▸ WORK REQUEST
If a line in the records contains the string "pixels", show that line.

START DATA IN THIS EXERCISE

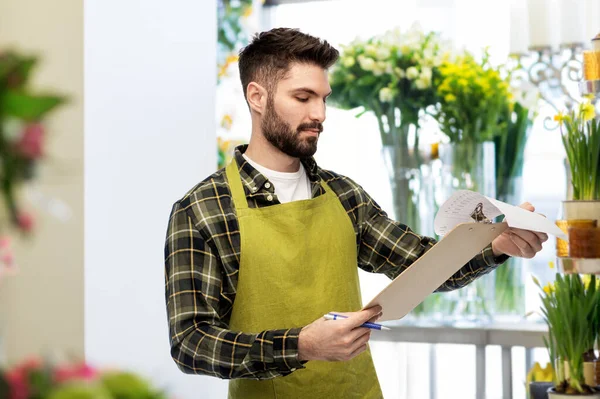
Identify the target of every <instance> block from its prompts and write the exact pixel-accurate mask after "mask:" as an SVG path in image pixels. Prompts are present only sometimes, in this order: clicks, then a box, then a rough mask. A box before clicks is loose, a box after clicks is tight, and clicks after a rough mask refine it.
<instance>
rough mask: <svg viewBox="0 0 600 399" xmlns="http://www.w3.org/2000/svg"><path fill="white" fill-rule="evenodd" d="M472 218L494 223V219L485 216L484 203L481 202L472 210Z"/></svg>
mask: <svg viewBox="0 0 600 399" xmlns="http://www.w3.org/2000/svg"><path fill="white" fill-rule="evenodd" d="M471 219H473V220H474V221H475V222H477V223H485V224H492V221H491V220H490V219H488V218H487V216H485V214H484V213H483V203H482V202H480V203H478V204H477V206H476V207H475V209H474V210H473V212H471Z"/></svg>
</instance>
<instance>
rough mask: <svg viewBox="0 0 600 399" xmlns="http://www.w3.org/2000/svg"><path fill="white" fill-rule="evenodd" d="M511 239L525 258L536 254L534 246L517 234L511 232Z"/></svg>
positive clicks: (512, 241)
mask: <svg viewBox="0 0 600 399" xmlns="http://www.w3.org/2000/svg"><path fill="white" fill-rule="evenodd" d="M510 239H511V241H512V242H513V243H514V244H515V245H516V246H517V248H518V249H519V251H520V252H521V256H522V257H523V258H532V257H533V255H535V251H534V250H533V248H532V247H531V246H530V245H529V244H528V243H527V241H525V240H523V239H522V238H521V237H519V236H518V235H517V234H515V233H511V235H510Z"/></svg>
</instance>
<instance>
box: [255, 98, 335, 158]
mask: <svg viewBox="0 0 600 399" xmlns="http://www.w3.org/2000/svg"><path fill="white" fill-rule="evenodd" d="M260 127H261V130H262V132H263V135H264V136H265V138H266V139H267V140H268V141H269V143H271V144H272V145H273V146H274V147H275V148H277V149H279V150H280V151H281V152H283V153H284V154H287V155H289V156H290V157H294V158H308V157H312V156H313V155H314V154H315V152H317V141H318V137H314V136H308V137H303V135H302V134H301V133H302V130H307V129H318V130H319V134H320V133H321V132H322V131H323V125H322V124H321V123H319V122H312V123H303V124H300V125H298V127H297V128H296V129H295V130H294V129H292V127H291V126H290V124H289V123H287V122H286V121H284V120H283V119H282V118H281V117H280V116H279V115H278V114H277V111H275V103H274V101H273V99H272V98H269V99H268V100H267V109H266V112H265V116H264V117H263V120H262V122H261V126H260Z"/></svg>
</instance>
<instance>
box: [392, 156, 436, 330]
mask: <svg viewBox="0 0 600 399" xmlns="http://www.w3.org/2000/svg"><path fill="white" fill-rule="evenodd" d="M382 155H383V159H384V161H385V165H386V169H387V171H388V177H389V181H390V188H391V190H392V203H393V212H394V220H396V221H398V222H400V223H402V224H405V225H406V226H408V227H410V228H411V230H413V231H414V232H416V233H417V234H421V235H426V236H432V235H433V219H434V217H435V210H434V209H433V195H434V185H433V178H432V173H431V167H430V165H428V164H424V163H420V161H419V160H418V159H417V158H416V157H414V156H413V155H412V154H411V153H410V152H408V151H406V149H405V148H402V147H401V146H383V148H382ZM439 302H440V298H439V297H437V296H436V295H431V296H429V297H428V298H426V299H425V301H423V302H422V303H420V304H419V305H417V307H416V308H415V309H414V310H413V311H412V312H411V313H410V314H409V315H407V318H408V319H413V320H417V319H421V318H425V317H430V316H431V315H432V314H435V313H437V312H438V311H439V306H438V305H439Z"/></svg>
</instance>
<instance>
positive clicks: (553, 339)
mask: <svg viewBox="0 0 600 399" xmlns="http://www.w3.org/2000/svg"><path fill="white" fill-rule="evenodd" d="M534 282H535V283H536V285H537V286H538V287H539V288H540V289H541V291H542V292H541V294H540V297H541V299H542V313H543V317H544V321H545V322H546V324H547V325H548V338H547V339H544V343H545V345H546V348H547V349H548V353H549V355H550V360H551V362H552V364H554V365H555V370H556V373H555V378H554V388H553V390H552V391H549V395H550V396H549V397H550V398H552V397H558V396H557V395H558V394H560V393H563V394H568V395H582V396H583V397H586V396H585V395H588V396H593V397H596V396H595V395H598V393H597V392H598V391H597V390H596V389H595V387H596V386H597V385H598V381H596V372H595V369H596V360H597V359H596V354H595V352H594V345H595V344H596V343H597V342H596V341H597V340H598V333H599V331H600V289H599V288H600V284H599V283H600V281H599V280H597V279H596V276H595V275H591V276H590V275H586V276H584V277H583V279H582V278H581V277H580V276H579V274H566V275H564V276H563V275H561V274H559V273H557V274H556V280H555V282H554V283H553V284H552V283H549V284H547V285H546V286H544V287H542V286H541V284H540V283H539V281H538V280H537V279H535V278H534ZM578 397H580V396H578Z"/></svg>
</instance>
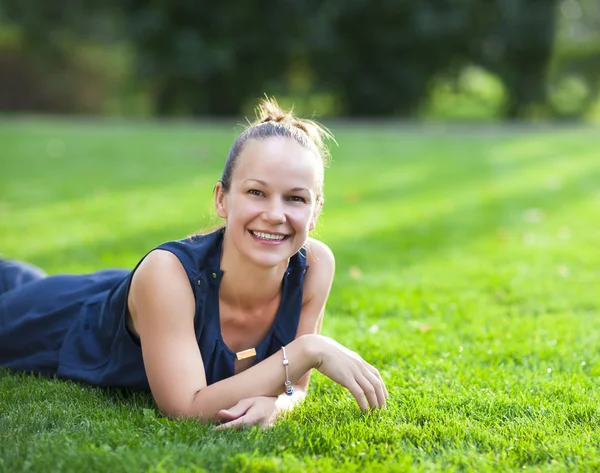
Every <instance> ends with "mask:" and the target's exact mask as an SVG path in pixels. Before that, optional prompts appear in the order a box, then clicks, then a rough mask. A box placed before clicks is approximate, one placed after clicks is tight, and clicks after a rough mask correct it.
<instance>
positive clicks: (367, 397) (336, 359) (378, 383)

END DATA IN THIS EXERCISE

▸ OUTPUT FOR THIS EXERCISE
Identify the target of every <instance> block from its prompts and write the exact pixel-accurate mask after "mask:" as an SVG path in image pixels. Prompts are present only sometimes, in this order: clicks, then a box, then a rough mask. A box before clicks is loose, a box after clicks is tight, and clicks after a rough mask refine it.
Every <instance> ends with "mask:" and the target's exact mask as an SVG path in pixels. Before that, optional prompts appear in the order a box, then clicks, then a rough mask. A box placed before clicks is approximate, one placed after clicks is tight, and clicks after a rough mask correct it.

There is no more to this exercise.